## Exercise details
Lines holding the word "water" are the ones to copy from the data below.

_ _ _ _

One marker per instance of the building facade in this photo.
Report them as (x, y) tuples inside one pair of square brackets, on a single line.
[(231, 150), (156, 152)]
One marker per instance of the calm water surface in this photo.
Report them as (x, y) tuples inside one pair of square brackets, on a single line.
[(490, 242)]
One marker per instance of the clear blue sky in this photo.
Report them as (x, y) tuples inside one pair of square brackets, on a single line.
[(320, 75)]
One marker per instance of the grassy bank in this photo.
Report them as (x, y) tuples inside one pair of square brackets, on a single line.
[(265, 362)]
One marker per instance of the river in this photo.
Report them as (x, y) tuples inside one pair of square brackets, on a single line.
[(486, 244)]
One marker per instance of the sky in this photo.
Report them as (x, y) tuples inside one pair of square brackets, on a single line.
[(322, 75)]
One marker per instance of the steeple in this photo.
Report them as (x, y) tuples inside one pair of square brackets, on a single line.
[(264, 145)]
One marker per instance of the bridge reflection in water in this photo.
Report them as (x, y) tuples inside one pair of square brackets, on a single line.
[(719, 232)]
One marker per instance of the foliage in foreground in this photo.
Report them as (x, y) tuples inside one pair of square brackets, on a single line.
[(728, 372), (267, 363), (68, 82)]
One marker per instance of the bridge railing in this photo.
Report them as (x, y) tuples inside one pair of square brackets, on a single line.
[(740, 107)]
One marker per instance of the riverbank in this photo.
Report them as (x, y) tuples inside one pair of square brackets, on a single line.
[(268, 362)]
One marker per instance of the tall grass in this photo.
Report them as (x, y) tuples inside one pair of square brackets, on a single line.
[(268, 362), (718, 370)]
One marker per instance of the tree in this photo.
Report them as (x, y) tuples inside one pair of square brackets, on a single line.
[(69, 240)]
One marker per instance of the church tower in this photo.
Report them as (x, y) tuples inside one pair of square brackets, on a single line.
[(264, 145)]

_ _ _ _

## Response to the task
One marker per instance of the calm water surface in this photo.
One marker per instance of the bridge reflection in water in this photo.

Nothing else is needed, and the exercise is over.